Written problem:
Output every line of the data exactly as it appears.

+++

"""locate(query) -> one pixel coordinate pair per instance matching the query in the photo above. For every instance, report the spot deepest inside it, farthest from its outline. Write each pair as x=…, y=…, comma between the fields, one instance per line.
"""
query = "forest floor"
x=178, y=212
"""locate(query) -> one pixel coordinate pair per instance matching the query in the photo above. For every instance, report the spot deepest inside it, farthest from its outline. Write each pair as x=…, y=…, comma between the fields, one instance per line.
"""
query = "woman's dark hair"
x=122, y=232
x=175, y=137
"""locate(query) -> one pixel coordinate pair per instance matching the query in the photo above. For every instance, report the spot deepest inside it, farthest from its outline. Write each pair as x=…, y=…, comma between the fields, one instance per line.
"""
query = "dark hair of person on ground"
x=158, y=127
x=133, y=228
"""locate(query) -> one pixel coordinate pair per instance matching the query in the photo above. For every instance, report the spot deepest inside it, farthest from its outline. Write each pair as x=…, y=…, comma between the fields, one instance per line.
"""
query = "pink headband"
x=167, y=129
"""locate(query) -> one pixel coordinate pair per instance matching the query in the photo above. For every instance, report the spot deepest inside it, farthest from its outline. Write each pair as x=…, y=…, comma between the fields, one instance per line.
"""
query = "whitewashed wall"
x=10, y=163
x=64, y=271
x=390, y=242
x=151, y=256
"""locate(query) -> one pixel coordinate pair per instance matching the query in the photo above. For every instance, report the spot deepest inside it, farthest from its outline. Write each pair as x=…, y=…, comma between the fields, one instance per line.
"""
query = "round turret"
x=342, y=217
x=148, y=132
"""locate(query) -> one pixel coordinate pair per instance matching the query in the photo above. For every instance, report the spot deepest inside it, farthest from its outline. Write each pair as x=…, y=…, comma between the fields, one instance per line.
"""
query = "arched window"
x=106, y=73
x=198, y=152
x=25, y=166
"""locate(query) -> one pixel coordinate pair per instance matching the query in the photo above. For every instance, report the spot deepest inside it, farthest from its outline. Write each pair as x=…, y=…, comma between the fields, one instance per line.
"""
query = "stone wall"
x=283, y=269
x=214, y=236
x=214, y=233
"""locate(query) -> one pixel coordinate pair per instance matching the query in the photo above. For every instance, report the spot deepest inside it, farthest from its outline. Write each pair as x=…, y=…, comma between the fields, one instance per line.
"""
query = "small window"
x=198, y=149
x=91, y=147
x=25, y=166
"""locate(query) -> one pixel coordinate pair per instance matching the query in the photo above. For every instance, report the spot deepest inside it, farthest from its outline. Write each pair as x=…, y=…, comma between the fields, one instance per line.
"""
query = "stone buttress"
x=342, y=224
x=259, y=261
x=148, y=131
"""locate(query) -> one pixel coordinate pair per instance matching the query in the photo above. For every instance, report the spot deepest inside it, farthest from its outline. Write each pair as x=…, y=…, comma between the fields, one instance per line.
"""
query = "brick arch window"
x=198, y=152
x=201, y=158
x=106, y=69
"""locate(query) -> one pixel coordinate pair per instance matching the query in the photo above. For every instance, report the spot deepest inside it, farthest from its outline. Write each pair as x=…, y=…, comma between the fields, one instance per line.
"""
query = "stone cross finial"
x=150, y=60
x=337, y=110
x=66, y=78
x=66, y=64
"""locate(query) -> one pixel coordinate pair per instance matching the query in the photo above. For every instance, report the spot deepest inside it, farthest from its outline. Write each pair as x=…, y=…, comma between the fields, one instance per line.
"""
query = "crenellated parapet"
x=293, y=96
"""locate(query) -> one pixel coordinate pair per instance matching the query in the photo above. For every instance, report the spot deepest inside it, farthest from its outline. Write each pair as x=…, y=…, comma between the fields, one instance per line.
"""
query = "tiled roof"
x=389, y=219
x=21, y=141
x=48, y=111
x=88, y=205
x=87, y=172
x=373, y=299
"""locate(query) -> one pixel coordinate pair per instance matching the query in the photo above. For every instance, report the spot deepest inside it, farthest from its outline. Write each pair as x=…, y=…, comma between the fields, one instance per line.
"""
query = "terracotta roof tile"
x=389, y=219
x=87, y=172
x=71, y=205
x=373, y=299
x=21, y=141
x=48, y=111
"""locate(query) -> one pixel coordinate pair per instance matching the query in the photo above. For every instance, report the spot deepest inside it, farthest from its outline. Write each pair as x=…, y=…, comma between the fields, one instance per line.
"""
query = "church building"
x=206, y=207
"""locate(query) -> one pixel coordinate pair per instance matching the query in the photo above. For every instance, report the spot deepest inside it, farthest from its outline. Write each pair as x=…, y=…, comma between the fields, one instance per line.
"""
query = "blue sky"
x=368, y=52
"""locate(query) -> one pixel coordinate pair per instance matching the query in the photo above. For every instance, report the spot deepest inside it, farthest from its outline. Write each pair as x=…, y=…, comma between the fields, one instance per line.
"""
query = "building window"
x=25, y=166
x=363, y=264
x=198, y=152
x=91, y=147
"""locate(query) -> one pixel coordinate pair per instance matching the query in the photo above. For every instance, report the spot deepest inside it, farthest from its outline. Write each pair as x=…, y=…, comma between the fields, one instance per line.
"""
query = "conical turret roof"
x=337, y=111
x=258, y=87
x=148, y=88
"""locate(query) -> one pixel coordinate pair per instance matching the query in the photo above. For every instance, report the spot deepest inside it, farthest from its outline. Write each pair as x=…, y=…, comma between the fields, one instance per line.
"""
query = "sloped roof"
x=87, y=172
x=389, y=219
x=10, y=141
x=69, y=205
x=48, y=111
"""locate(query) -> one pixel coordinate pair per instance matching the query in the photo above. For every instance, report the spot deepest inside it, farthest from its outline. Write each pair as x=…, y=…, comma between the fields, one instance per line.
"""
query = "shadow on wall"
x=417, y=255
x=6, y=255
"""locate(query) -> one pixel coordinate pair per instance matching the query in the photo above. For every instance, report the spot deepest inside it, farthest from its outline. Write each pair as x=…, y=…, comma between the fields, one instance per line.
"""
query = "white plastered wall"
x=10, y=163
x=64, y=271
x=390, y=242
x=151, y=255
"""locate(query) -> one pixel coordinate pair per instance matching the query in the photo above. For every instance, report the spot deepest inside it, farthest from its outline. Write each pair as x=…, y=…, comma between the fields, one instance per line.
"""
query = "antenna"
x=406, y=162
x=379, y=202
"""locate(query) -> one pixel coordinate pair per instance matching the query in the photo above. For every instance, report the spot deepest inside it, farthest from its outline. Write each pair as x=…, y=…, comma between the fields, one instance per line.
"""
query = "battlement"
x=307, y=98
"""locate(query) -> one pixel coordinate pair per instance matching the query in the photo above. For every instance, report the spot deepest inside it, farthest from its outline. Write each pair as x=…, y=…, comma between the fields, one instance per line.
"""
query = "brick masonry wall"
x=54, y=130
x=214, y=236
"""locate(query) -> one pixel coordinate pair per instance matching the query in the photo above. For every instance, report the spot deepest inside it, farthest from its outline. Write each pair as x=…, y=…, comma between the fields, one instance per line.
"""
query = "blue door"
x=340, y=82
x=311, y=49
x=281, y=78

+++

Exercise answer:
"""locate(query) -> one pixel coordinate pair per instance matching the query in the photo above. For every instance, report the spot deepest inside it, farthest from its outline. Write each pair as x=…, y=…, comma between the fields, one instance per line.
"""
query = "forest floor"
x=178, y=212
"""locate(query) -> one pixel coordinate pair per instance matching the query in the photo above. For every instance, report the spot deepest inside it, farthest from its outline. Write each pair as x=…, y=…, comma between the fields, one instance per line.
"""
query = "woman's dark hair"
x=122, y=232
x=175, y=137
"""locate(query) -> one pixel coordinate pair per instance matching the query in the photo above. For every instance, report the spot deepest inside it, farthest from its outline. Write each pair as x=…, y=…, comma between the fields, one instance per line.
"""
query = "dark hair of person on ground"
x=158, y=127
x=133, y=228
"""locate(query) -> one pixel coordinate pair per instance matching the query in the photo above. For every instance, report the spot deepest inside it, farthest from its outline. Write each pair as x=…, y=…, comma between the fields, one instance per line.
"""
query = "pink headband"
x=167, y=129
"""locate(query) -> one pixel coordinate pair per instance matching the query in the photo above. For every instance, report the spot deepest inside it, farthest from its outline. Write each pair as x=…, y=…, comma between the fields, one instance per line.
"""
query = "whitewashed wall"
x=10, y=163
x=64, y=271
x=390, y=242
x=151, y=256
"""locate(query) -> one pixel coordinate pair per instance matching the query in the photo above. For every instance, report the spot deepest inside it, farthest from its outline. Write each pair as x=…, y=…, comma between the fields, one instance per line.
"""
query = "round turret"
x=342, y=217
x=148, y=132
"""locate(query) -> one pixel coordinate pair per instance matching the query in the photo above. For every instance, report the spot deepest inside it, farthest from its outline. Write each pair as x=…, y=…, comma between the fields, one instance per line.
"""
query = "arched window"
x=106, y=73
x=198, y=152
x=25, y=166
"""locate(query) -> one pixel coordinate pair per instance matching the query in the photo above. For every instance, report the spot deepest inside it, farthest from its outline. Write each pair as x=…, y=…, comma between the fields, one instance per line.
"""
query = "stone wall"
x=283, y=269
x=214, y=236
x=214, y=233
"""locate(query) -> one pixel coordinate pair per instance matching the query in the photo above. For every instance, report the spot deepest inside it, farthest from its outline. Write each pair as x=…, y=…, comma between the fields, one instance per line.
"""
query = "small window"
x=198, y=149
x=91, y=147
x=25, y=166
"""locate(query) -> one pixel coordinate pair per instance matching the query in the photo above. For every instance, report the spot deepest inside it, farthest from its outline. Write each pair as x=…, y=…, comma between the fields, one instance per line.
"""
query = "stone buttress"
x=342, y=224
x=259, y=261
x=148, y=131
"""locate(query) -> one pixel coordinate pair per instance matching the query in the photo above. For every instance, report the spot deepest inside it, farthest from its outline. Write each pair as x=…, y=…, comma between the fields, one instance per line.
"""
query = "brick arch window"
x=198, y=152
x=201, y=158
x=106, y=69
"""locate(query) -> one pixel coordinate pair per instance matching the query in the photo above. For every instance, report the spot deepest inside it, farthest from its outline. Write each pair as x=…, y=…, comma between the fields, one instance per line.
"""
query = "stone cross finial"
x=150, y=60
x=337, y=110
x=66, y=78
x=66, y=64
"""locate(query) -> one pixel coordinate pair per instance matching the query in the photo above. For every instance, report the spot deepest inside it, farthest from its outline. Write each pair as x=…, y=…, comma between the fields, one instance per line.
"""
query = "crenellated parapet"
x=293, y=96
"""locate(query) -> one pixel coordinate pair per instance matching the query in the photo above. For every instance, report the spot deepest inside it, farthest from its outline. Write each pair as x=…, y=…, comma between the fields, one instance per line.
"""
query = "tiled roof"
x=389, y=219
x=21, y=141
x=48, y=111
x=88, y=205
x=87, y=172
x=373, y=299
"""locate(query) -> one pixel coordinate pair per instance matching the query in the photo above. For every instance, report the spot deepest inside it, farthest from its outline. Write each pair as x=…, y=…, comma between the fields, one instance per line.
"""
query = "terracotta roof tile"
x=389, y=219
x=87, y=172
x=71, y=205
x=373, y=299
x=21, y=141
x=48, y=111
"""locate(query) -> one pixel coordinate pair per instance matching the query in the photo above. For every instance, report the spot deepest inside it, farthest from its outline. Write each pair as x=…, y=…, comma between the fields, one instance per line.
"""
query = "church building"
x=206, y=207
"""locate(query) -> one pixel coordinate pair per instance matching the query in the photo above. For every instance, report the spot deepest inside it, farthest from its outline. Write each pair as x=…, y=…, comma between the fields, one instance per line.
"""
query = "blue sky"
x=368, y=52
"""locate(query) -> one pixel coordinate pair per instance matching the query in the photo above. For every instance, report the spot deepest inside it, farthest from its outline. Write each pair as x=…, y=…, comma between the fields, one instance per line.
"""
query = "building window"
x=25, y=166
x=363, y=264
x=198, y=152
x=91, y=147
"""locate(query) -> one pixel coordinate pair per instance matching the query in the photo above. For every instance, report the spot deepest inside it, farthest from its outline. Write each pair as x=…, y=…, comma between the fields, one instance per line.
"""
query = "conical turret roof"
x=337, y=111
x=258, y=87
x=148, y=88
"""locate(query) -> one pixel coordinate pair per instance matching the query in the photo above. For every instance, report the spot deepest inside it, farthest from its outline. Write each pair as x=…, y=…, comma between the fields, one instance per line.
"""
query = "sloped roof"
x=87, y=172
x=389, y=219
x=10, y=141
x=69, y=205
x=48, y=111
"""locate(query) -> one pixel coordinate pair per instance matching the query in the photo above. For every instance, report the spot deepest inside it, farthest from its outline. Write each pair as x=…, y=…, comma between the fields, one instance per line.
"""
query = "shadow on wall"
x=417, y=255
x=6, y=255
"""locate(query) -> one pixel coordinate pair per instance matching the query in the photo above. For every instance, report the spot deepest inside it, farthest from its outline. Write each pair as x=…, y=…, comma between the fields, one instance per line.
"""
query = "white plastered wall"
x=10, y=163
x=64, y=271
x=390, y=242
x=151, y=255
"""locate(query) -> one pixel coordinate pair per instance matching the query in the photo above. For every instance, report the spot deepest inside it, farthest from its outline. Write each pair as x=…, y=…, comma between the fields, one instance per line.
"""
query = "antenna"
x=406, y=162
x=379, y=202
"""locate(query) -> one pixel coordinate pair per instance matching the query in the photo above. For every instance, report the spot deepest inside it, farthest from its outline. Write each pair as x=…, y=…, comma between the fields, one instance per line.
"""
query = "battlement"
x=307, y=98
"""locate(query) -> one pixel coordinate pair per instance matching the query in the photo above. For every instance, report the spot deepest inside it, farthest from its outline. Write each pair as x=…, y=…, comma between the fields, one instance per line.
"""
query = "brick masonry wall"
x=54, y=130
x=214, y=236
"""locate(query) -> one pixel coordinate pair per instance matching the query in the photo above. For every instance, report the spot deepest inside it, farthest from its outline. Write each pair as x=…, y=…, comma between the fields, one instance per line.
"""
query = "blue door"
x=340, y=82
x=311, y=49
x=281, y=78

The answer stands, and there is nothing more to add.